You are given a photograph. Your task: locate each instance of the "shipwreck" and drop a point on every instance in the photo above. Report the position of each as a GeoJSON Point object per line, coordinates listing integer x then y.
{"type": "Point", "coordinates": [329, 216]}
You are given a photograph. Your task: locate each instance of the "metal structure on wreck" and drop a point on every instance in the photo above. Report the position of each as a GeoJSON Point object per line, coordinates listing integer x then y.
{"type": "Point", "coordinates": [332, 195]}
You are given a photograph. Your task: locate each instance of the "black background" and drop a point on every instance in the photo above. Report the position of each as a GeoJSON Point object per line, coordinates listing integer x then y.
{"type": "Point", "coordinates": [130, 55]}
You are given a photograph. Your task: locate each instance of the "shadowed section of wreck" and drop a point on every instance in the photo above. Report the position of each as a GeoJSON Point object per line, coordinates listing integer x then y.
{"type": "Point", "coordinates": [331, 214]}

:: Written exercise ::
Update the records above by changing every "integer" to "whole-number" and leaving everything else unchanged.

:: Answer to the task ::
You are given a photograph. Your task: locate each instance of the "shipwreck" and drop a point on every instance in the photo above. Report the position of each as a GeoJSON Point object per line, coordinates listing whole-number x then y.
{"type": "Point", "coordinates": [329, 216]}
You are given a photograph. Your task: locate each instance of the "metal structure on wreck" and drop a point on every instance in the photo above. Report the position of each as a GeoJSON Point object per line, coordinates listing whole-number x then y.
{"type": "Point", "coordinates": [332, 195]}
You are given a photograph. Your task: locate each instance of the "black background" and drop a point on every instance in the photo above. Report the position of each as a GeoJSON Point object per line, coordinates listing whole-number x then y.
{"type": "Point", "coordinates": [130, 55]}
You are given a photograph. Your task: locate each instance of the "shadowed section of wreck" and drop a point on every instance in the photo above. Report the position of each as a GeoJSON Point object per line, coordinates listing whole-number x then y.
{"type": "Point", "coordinates": [331, 214]}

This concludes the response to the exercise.